= Exercise requirements =
Copy out the entries verbatim, starting at the line containing "Guideline reminder: even if the rocky summit" and ending with the line containing "[21,424,1000,680]", both of those lines included.

= Data extract =
-- Begin --
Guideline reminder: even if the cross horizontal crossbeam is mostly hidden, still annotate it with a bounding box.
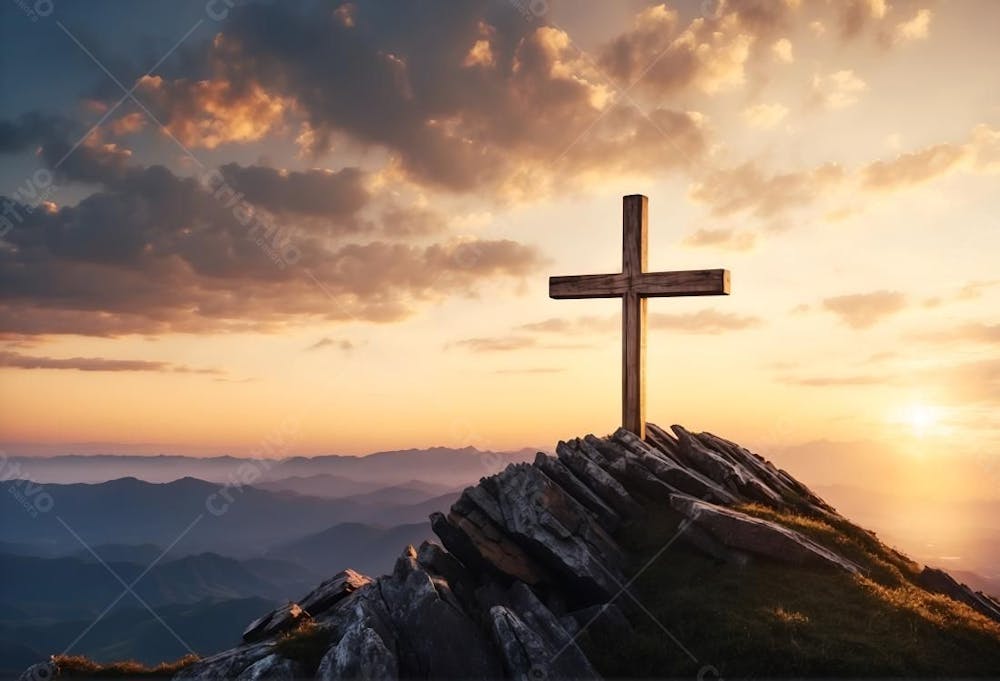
[549,194,729,437]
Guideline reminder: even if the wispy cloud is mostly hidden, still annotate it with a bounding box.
[823,291,907,329]
[0,351,225,376]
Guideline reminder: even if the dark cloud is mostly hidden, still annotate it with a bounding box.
[823,291,907,329]
[0,111,70,154]
[119,0,707,196]
[0,350,224,375]
[599,0,796,97]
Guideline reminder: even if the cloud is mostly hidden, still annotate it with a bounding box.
[683,228,757,251]
[779,374,887,388]
[771,38,795,64]
[453,336,536,352]
[306,337,354,352]
[835,0,889,38]
[862,143,966,191]
[690,162,845,218]
[823,291,906,329]
[119,0,722,198]
[913,322,1000,345]
[0,350,224,375]
[0,166,544,335]
[219,163,371,219]
[861,124,1000,191]
[928,359,1000,404]
[136,73,291,149]
[955,279,1000,300]
[743,102,788,128]
[599,1,796,97]
[812,69,868,109]
[890,9,931,45]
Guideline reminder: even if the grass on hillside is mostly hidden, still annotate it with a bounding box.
[581,506,1000,678]
[274,620,333,676]
[52,655,199,679]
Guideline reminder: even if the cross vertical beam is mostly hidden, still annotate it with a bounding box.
[549,194,729,437]
[622,194,649,437]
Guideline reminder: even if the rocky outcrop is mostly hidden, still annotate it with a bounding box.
[21,424,1000,681]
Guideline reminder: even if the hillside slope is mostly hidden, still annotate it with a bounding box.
[21,425,1000,679]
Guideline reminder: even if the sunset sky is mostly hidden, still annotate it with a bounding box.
[0,0,1000,478]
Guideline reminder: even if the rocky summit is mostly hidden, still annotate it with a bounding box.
[26,424,1000,681]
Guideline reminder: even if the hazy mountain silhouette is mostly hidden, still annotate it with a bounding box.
[268,521,434,574]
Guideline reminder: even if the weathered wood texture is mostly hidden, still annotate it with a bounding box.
[549,270,729,298]
[549,194,729,437]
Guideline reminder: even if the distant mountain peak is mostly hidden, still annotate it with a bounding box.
[21,424,1000,680]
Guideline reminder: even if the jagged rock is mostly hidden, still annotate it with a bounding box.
[417,541,477,613]
[474,464,627,601]
[68,424,1000,681]
[376,547,500,679]
[671,426,785,508]
[507,582,598,679]
[173,642,274,681]
[316,621,399,681]
[431,498,547,584]
[489,605,597,681]
[236,655,305,681]
[670,494,860,574]
[17,662,59,681]
[300,570,372,616]
[535,452,622,532]
[917,566,1000,622]
[243,603,309,643]
[607,428,739,504]
[636,423,683,463]
[556,439,639,518]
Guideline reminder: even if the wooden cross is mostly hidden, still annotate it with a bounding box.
[549,194,729,438]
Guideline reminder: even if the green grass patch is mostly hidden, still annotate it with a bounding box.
[581,509,1000,679]
[52,655,199,679]
[274,620,333,676]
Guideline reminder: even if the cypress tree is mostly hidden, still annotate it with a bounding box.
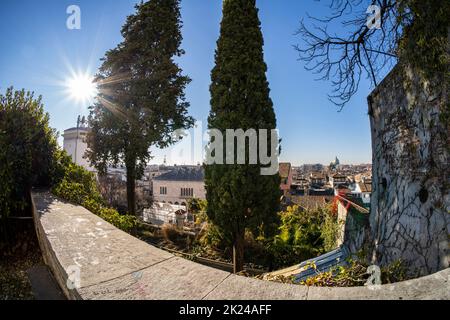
-- End --
= Result for this exercise =
Guideline reminder: even if the rocky summit is mostly hidden, still annotate it with a bounding box.
[26,424,1000,681]
Guideline reminder: even if the hazy mountain silhouette is mostly hidden, still annotate it with a bounding box.
[268,521,434,574]
Guideline reminder: even if the weathered wood texture is mostly hidden, still annotate it with a bounding box.
[549,270,729,298]
[549,194,729,437]
Guideline reminder: even if the distant mountain peak is mostly hidden, still annotate it with a bounding box.
[21,424,1000,680]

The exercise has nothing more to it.